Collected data

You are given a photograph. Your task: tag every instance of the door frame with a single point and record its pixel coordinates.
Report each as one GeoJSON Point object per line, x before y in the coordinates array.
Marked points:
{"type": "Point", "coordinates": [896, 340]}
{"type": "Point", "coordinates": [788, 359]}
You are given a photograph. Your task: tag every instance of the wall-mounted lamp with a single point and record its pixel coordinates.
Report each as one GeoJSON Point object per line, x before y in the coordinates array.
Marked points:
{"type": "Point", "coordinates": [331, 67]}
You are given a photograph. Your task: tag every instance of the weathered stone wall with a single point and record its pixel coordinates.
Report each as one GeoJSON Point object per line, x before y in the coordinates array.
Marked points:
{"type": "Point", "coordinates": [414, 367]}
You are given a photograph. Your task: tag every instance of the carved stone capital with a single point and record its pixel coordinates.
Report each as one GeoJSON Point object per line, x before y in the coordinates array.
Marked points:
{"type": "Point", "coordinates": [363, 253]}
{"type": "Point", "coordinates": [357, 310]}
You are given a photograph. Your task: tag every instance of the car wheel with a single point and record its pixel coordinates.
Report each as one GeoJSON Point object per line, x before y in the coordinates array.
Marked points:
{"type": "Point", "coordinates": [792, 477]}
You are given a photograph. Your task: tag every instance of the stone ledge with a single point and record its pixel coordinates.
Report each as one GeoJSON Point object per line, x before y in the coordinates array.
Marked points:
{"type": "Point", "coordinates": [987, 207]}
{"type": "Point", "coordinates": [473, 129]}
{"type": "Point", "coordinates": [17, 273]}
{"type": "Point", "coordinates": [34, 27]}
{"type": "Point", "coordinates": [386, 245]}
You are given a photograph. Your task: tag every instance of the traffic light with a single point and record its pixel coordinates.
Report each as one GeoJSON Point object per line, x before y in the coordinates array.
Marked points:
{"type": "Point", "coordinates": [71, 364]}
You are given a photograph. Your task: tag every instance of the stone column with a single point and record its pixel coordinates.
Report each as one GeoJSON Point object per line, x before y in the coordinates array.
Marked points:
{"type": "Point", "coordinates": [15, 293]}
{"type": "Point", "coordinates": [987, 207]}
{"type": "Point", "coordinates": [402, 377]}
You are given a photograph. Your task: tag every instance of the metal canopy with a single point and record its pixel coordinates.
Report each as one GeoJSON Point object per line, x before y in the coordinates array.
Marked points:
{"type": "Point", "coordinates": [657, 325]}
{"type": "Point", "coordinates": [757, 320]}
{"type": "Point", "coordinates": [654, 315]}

### Required work:
Copy out the lines from the line containing "of the metal" to the end of the listing above, without alteration.

### Result of this task:
You are given a photograph. Your task: tag every instance of the metal canopy with a single point and record its pixel coordinates.
Report each as one GeoJSON Point object per line, x before y in the coordinates array.
Marked points:
{"type": "Point", "coordinates": [657, 325]}
{"type": "Point", "coordinates": [757, 320]}
{"type": "Point", "coordinates": [654, 315]}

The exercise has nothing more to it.